**Short task**
Pull out every line in the rows below that contains the word "target", keeping each line unchanged.

**Rows**
********

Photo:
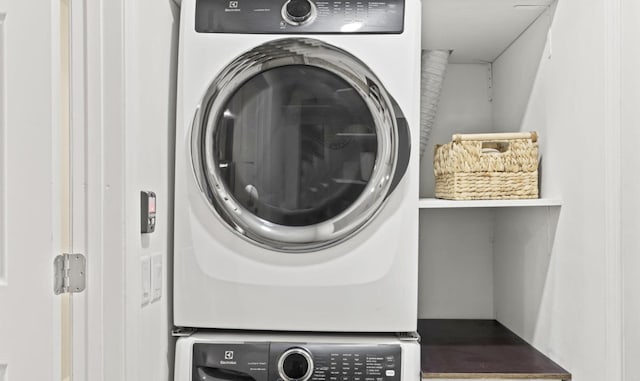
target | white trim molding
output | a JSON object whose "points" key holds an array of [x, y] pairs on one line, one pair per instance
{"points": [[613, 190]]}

********

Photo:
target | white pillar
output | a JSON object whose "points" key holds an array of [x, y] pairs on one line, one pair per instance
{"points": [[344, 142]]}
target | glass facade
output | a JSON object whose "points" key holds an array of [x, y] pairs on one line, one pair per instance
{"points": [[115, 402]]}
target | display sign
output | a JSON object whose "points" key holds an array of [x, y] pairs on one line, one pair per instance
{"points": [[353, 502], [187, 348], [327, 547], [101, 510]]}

********

**Reply to the task**
target | white trim molding
target | white pillar
target | glass facade
target | display sign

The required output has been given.